= READING PASSAGE =
★ ★ ★ ★
[linux-audio-user] Re: prebuilt tools (long!)

Jan Depner eviltwin69 at cableone.net
Fri Oct 10 23:54:00 EDT 2003


Jonathan,

	You work on code for supercollider?  Interesting.  A close friend of
mine was working on that before it got shut down.  PhD in particle
physics.  Worked at Fermi Lab prior to that.  He uses Linux now as do
I.  What, exactly, was your point?

Jan

On Fri, 2003-10-10 at 20:58, Jonathan Segel wrote:
> 	thanks to all who read that missive and responded, very 
> interesting. lest you all think that i was complaining about the 
> state of linux audio, i assure you i was not. i had interpreted 
> earlier posts to be asking why more people weren't using linux audio 
> tools, so i gave an example of somebody who had been working in 
> another world and was moving into linux.
★ ★ ★ ★
= RECORDED DATA =
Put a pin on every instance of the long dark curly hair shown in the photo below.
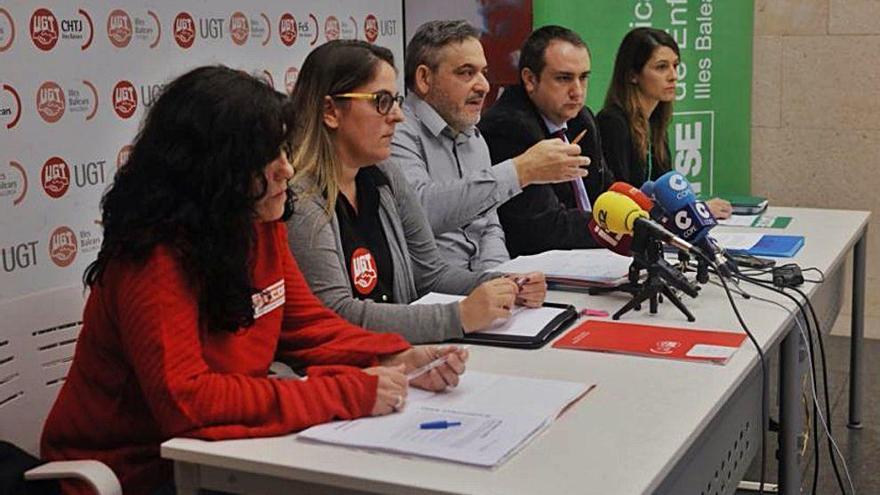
★ ★ ★ ★
= TASK SET =
1. Return the portion of the mailing-list post between "You work on" and "moving into linux.", inclusive.
2. Decide whether each statement agrees with the mailing-list post, answering yes or no and quoting the deciding words: (a) Jan's close friend holds a PhD in particle physics. (b) Jonathan Segel says he was complaining about the state of Linux audio. (c) Jan's friend now uses an operating system other than Linux.
3. Write what comes next in the mailing-list post, beginning after its final sentence.

= RESULTS FOR EACH TASK =
1.
You work on code for supercollider?  Interesting.  A close friend of
mine was working on that before it got shut down.  PhD in particle
physics.  Worked at Fermi Lab prior to that.  He uses Linux now as do
I.  What, exactly, was your point?

Jan

On Fri, 2003-10-10 at 20:58, Jonathan Segel wrote:
> 	thanks to all who read that missive and responded, very 
> interesting. lest you all think that i was complaining about the 
> state of linux audio, i assure you i was not. i had interpreted 
> earlier posts to be asking why more people weren't using linux audio 
> tools, so i gave an example of somebody who had been working in 
> another world and was moving into linux.

2.
(a) Yes: "PhD in particle physics."
(b) No: "i assure you i was not."
(c) No: "He uses Linux now as do I."

3.
> 	i love the process of learning new things, gotta keep the old 
> dog young, so for me learning more about how the hardware really 
> interacts with the software is an interesting puzzle to work through 
> --i feel the same way about writing code for supercollider. i don't 
> come from a background of writing code so the process of learning how 
> to do it is both frustrating and exciting --logic puzzles.
> 
> 	though not necessary, i should clarify my statements about 
> film and music industry media moving through macs, i meant mostly in 
> terms of recording (audio), editing and mixing (both video and 
> audio). certainly all the major visual-effect rendering has been cgi 
> -moving to almost all linux now. (though my friends at pixar imply 
> that there's some "upper management" pressure to sell renderman for 
> mac g5s...but then they'd actually have to man the phones for tech 
> support.. heh.)
> 
> 	the one thing that i can't reconcile yet is mr shirkey's post 
> about the other perspective: if you can't hack the pace then you 
> shouldn't be in the driver's seat.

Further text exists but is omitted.